What to do => Where in the data below does the word "grey" appear? Copy every line that has it.

━━━━━ Information shown

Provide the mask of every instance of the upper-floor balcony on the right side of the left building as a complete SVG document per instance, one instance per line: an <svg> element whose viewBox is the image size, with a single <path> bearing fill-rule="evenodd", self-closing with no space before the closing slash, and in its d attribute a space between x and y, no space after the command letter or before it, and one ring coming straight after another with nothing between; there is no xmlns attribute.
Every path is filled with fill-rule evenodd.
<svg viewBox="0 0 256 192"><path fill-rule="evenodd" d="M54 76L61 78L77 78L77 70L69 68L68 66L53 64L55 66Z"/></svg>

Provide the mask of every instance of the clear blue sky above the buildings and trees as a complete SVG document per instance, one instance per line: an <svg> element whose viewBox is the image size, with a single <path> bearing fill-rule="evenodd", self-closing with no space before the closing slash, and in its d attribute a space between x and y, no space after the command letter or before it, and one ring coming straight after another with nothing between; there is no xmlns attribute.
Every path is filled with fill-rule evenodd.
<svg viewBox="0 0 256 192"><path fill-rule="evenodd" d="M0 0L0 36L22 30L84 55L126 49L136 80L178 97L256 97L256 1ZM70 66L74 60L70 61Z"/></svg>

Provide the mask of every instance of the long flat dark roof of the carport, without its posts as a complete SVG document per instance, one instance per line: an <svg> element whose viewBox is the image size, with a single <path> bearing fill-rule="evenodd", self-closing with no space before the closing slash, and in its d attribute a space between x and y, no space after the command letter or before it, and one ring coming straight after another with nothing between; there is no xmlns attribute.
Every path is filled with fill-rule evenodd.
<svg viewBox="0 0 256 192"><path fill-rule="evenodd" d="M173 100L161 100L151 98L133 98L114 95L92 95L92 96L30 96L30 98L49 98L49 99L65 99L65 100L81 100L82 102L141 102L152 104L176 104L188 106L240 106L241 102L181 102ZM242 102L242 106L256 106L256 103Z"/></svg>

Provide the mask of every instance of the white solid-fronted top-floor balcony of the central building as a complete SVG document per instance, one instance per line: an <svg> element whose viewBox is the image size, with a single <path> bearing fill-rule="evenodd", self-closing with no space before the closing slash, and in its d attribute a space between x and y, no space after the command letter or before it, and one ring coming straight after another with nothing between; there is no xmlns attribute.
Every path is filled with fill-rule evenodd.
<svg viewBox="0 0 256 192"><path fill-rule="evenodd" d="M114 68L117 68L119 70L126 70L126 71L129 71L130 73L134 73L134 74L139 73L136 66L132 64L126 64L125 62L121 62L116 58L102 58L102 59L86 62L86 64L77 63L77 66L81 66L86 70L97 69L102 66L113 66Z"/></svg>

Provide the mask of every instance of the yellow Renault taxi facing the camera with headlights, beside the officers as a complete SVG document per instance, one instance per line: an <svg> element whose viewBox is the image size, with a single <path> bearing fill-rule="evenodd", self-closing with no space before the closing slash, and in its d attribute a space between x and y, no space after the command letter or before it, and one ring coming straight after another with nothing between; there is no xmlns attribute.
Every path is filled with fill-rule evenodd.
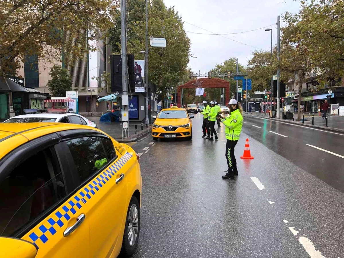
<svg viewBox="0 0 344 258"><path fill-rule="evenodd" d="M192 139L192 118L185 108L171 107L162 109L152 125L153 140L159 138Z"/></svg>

━━━━━━━━━━
━━━━━ Information shown

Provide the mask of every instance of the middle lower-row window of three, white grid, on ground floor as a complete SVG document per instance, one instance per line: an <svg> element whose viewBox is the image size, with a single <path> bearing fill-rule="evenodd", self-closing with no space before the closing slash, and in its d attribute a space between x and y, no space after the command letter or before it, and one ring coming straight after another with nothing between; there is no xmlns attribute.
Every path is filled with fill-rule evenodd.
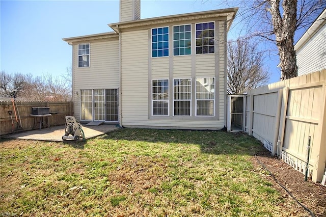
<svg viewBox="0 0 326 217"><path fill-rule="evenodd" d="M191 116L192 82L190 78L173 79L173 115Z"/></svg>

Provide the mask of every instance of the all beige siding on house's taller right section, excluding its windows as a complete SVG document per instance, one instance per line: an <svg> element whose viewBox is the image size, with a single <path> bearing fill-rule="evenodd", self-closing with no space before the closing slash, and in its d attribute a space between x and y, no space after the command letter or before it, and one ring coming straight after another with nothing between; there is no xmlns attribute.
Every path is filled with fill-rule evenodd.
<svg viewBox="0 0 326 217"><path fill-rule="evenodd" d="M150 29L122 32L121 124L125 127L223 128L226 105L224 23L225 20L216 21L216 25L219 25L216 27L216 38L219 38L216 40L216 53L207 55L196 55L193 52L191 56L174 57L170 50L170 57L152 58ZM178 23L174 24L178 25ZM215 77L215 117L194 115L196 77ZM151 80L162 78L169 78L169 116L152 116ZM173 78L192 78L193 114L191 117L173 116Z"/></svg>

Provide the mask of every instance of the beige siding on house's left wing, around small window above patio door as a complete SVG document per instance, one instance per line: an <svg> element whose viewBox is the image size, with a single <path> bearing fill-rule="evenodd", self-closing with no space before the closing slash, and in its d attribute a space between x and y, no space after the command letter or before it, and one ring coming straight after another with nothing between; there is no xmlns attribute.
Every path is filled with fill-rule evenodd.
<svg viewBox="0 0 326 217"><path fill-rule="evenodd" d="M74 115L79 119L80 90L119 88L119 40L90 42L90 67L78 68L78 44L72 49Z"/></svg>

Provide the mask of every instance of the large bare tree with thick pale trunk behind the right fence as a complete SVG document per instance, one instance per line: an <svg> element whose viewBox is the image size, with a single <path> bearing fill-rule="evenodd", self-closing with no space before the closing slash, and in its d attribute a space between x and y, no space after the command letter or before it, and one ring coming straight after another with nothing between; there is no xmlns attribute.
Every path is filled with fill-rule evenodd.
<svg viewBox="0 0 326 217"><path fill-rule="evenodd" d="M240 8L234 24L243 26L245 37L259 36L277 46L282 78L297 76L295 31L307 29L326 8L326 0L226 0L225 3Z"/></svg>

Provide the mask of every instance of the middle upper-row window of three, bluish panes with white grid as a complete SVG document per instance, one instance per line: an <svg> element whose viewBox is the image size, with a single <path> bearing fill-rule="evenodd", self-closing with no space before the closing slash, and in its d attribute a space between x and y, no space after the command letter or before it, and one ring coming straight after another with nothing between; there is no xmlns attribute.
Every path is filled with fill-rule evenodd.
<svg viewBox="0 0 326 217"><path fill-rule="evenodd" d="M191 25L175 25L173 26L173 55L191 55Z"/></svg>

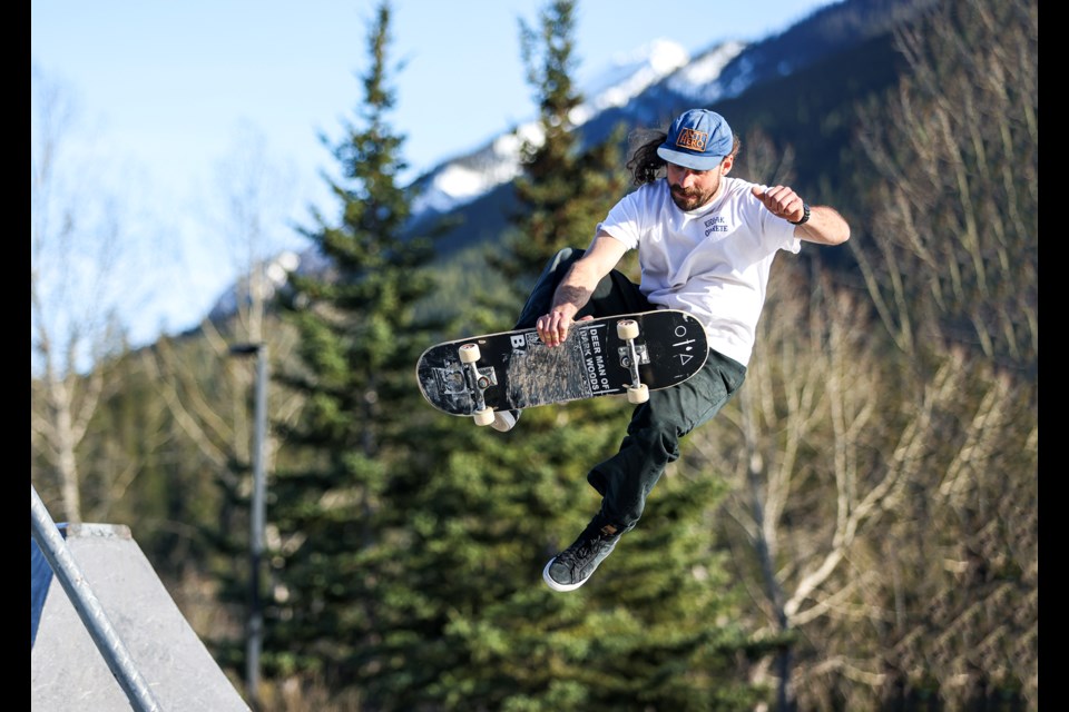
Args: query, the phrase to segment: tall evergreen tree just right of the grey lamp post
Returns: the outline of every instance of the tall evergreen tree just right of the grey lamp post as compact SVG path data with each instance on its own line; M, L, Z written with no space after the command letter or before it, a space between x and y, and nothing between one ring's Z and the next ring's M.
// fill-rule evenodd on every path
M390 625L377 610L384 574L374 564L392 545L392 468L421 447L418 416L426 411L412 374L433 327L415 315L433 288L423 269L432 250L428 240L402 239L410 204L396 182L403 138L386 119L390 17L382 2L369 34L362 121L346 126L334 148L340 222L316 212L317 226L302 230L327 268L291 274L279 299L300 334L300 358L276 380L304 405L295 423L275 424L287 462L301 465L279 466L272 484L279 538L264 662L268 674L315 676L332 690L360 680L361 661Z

━━━━━━━━━━

Answer to the exercise =>
Args: query, the phrase to segment: tall evergreen tree just right of the grey lamp post
Returns: the outline of every instance of the tall evergreen tree just right of the grey lamp post as compact SVG path data with each instance on its own line; M, L, Z written with no space after the command letter or before it, a space between x and y, and nothing between one ring's Z and the next ring's M.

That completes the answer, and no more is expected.